*Work to complete*
Apart from the pictures, every part of the records below gets retyped exactly.
The data Start Marker
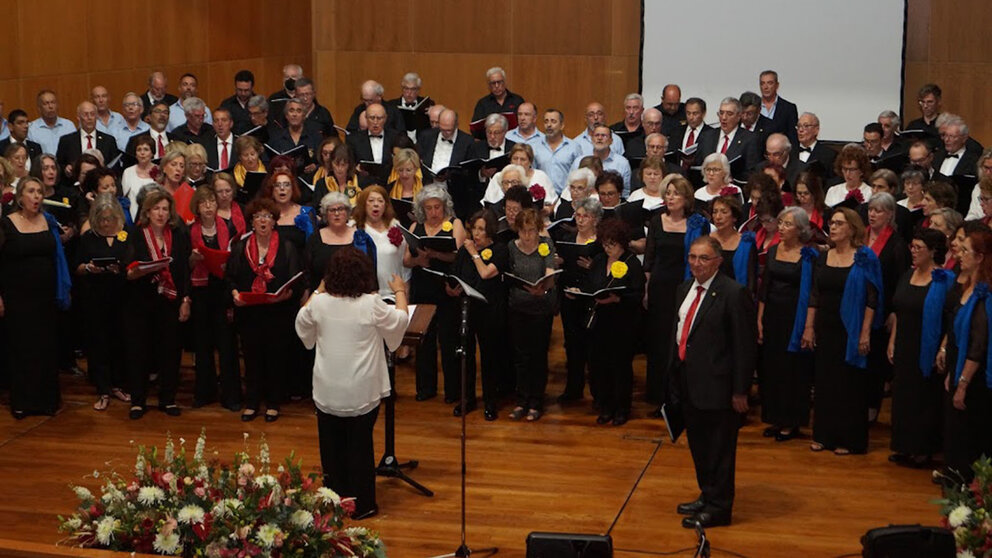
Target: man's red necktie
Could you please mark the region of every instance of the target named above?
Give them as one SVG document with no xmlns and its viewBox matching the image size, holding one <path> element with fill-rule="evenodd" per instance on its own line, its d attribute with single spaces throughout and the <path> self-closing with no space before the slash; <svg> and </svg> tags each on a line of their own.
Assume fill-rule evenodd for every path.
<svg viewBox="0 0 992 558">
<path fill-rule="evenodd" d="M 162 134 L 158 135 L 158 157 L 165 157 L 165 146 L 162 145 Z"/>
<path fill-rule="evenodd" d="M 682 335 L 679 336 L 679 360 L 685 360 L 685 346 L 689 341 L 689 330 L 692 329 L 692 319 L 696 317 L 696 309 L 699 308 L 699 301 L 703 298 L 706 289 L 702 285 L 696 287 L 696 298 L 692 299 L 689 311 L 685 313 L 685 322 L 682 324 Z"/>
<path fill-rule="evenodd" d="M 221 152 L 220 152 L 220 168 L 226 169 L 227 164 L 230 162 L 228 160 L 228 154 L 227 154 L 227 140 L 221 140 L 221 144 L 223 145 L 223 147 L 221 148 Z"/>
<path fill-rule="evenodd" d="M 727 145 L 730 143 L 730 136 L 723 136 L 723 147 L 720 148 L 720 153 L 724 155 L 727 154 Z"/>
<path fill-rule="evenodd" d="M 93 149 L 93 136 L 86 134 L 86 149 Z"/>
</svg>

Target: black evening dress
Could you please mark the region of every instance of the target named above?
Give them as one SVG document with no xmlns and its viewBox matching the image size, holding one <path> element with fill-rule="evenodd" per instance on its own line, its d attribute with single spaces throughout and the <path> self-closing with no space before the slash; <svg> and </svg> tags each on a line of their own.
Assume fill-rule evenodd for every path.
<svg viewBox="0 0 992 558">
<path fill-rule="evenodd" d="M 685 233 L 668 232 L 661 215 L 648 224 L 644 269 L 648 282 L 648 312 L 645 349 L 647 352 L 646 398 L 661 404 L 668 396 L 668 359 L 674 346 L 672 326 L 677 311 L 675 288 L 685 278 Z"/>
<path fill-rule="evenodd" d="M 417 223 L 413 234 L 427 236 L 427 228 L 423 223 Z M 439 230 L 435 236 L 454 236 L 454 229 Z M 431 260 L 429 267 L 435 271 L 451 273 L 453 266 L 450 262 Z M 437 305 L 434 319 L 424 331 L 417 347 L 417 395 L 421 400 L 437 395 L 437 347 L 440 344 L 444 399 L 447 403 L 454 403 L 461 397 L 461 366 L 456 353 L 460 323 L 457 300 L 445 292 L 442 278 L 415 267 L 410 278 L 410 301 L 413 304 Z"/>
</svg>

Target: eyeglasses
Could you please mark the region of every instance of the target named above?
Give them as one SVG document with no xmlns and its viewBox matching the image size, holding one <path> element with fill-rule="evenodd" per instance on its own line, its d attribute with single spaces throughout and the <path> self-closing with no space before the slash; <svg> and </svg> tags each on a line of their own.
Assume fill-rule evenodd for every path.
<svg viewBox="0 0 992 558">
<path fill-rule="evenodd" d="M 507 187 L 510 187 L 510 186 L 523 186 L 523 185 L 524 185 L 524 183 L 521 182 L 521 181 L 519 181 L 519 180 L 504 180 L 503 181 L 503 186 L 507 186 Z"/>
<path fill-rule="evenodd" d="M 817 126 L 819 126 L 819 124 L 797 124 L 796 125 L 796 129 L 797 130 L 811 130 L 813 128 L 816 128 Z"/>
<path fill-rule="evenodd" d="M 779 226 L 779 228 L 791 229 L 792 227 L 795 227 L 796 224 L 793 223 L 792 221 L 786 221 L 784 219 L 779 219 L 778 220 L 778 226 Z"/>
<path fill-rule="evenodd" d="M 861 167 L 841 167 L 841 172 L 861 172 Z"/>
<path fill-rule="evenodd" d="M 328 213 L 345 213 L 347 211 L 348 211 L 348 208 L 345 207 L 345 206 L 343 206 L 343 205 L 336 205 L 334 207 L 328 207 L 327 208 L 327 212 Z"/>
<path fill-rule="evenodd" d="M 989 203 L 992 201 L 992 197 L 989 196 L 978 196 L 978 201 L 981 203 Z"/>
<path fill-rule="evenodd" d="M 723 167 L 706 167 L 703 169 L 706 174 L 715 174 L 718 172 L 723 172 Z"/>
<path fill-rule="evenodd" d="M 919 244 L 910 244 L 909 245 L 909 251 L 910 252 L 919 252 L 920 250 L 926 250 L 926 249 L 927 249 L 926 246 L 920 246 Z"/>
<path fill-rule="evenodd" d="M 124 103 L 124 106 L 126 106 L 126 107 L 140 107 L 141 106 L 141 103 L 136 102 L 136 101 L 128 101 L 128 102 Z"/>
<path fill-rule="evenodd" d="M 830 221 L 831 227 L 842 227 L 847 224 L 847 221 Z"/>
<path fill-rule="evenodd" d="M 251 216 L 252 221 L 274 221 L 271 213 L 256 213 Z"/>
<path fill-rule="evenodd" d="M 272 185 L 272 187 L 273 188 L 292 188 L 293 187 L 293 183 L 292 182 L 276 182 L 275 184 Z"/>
The data End Marker
*Task solution*
Target: man's red necktie
Could you please mark the region of every instance of the target named above?
Give them as one SVG document with no xmlns and its viewBox matching the image size, holding one <path> element with fill-rule="evenodd" per instance on its own line, its d attribute with single spaces throughout and the <path> self-closing with no space before the slash; <svg> and </svg> tags each on a line of their own.
Assume fill-rule evenodd for every path.
<svg viewBox="0 0 992 558">
<path fill-rule="evenodd" d="M 162 134 L 158 135 L 158 157 L 165 157 L 165 146 L 162 145 Z"/>
<path fill-rule="evenodd" d="M 682 335 L 679 336 L 679 360 L 685 360 L 685 346 L 689 341 L 689 330 L 692 329 L 692 319 L 696 317 L 696 309 L 699 308 L 699 301 L 703 298 L 706 289 L 702 285 L 696 287 L 696 298 L 692 299 L 689 311 L 685 313 L 685 322 L 682 324 Z"/>
<path fill-rule="evenodd" d="M 221 152 L 220 152 L 220 168 L 226 169 L 227 164 L 230 162 L 228 160 L 228 154 L 227 154 L 227 140 L 221 140 L 221 144 L 223 145 L 223 147 L 221 148 Z"/>
<path fill-rule="evenodd" d="M 727 145 L 730 143 L 730 136 L 723 136 L 723 147 L 720 148 L 720 153 L 724 155 L 727 154 Z"/>
<path fill-rule="evenodd" d="M 93 149 L 93 136 L 86 134 L 86 149 Z"/>
</svg>

Target: black evening dress
Could you please mark the region of every instance of the target named above?
Give them as one SVG document with no xmlns and its viewBox matching the image size, holding one <path> element with fill-rule="evenodd" per instance on its own line, its d attribute with single spaces throughout and the <path> self-closing with no space before the slash; <svg> and </svg> tags each on a line of their own.
Assume fill-rule evenodd for every path.
<svg viewBox="0 0 992 558">
<path fill-rule="evenodd" d="M 685 233 L 668 232 L 661 215 L 648 224 L 644 269 L 648 282 L 648 312 L 645 349 L 647 352 L 646 398 L 661 404 L 668 396 L 668 359 L 674 346 L 672 326 L 677 311 L 675 288 L 685 278 Z"/>
<path fill-rule="evenodd" d="M 417 223 L 413 234 L 427 236 L 427 228 L 423 223 Z M 439 230 L 435 236 L 454 236 L 454 229 Z M 431 260 L 429 267 L 435 271 L 451 273 L 453 266 L 450 262 Z M 437 305 L 434 319 L 424 331 L 417 347 L 417 395 L 421 400 L 437 395 L 437 347 L 440 344 L 444 399 L 447 403 L 454 403 L 461 397 L 461 366 L 456 353 L 460 323 L 457 300 L 445 292 L 442 278 L 415 267 L 410 278 L 410 301 L 413 304 Z"/>
</svg>

Target: eyeglasses
Could you please mark the region of every instance of the target named above?
Give them as one SVG document with no xmlns and its viewBox matching the image size, holding one <path> element with fill-rule="evenodd" per instance on its own line, its d attribute with single spaces throughout and the <path> self-closing with no space before the slash; <svg> and </svg> tags each on a line of their own.
Assume fill-rule evenodd for every path.
<svg viewBox="0 0 992 558">
<path fill-rule="evenodd" d="M 507 187 L 510 187 L 510 186 L 523 186 L 523 185 L 524 185 L 524 183 L 521 182 L 521 181 L 519 181 L 519 180 L 504 180 L 503 181 L 503 186 L 507 186 Z"/>
<path fill-rule="evenodd" d="M 817 126 L 819 126 L 819 124 L 797 124 L 796 125 L 796 129 L 797 130 L 811 130 L 813 128 L 816 128 Z"/>
<path fill-rule="evenodd" d="M 779 226 L 779 228 L 791 229 L 792 227 L 795 227 L 796 224 L 793 223 L 792 221 L 786 221 L 784 219 L 779 219 L 778 220 L 778 226 Z"/>
<path fill-rule="evenodd" d="M 861 167 L 841 167 L 841 172 L 861 172 Z"/>
<path fill-rule="evenodd" d="M 328 213 L 345 213 L 347 211 L 348 211 L 348 208 L 345 207 L 345 206 L 343 206 L 343 205 L 336 205 L 334 207 L 328 207 L 327 208 L 327 212 Z"/>
<path fill-rule="evenodd" d="M 989 203 L 992 201 L 992 197 L 989 196 L 978 196 L 978 201 L 981 203 Z"/>
<path fill-rule="evenodd" d="M 723 167 L 706 167 L 703 169 L 706 174 L 715 174 L 718 172 L 723 172 Z"/>
<path fill-rule="evenodd" d="M 919 244 L 910 244 L 909 245 L 909 251 L 910 252 L 919 252 L 920 250 L 926 250 L 926 249 L 927 249 L 926 246 L 920 246 Z"/>
<path fill-rule="evenodd" d="M 124 103 L 124 106 L 126 106 L 126 107 L 140 107 L 141 106 L 141 103 L 136 102 L 136 101 L 128 101 L 128 102 Z"/>
<path fill-rule="evenodd" d="M 830 221 L 831 227 L 842 227 L 847 224 L 847 221 Z"/>
<path fill-rule="evenodd" d="M 251 216 L 252 221 L 274 221 L 271 213 L 256 213 Z"/>
<path fill-rule="evenodd" d="M 272 185 L 272 187 L 273 188 L 292 188 L 293 187 L 293 183 L 292 182 L 276 182 L 275 184 Z"/>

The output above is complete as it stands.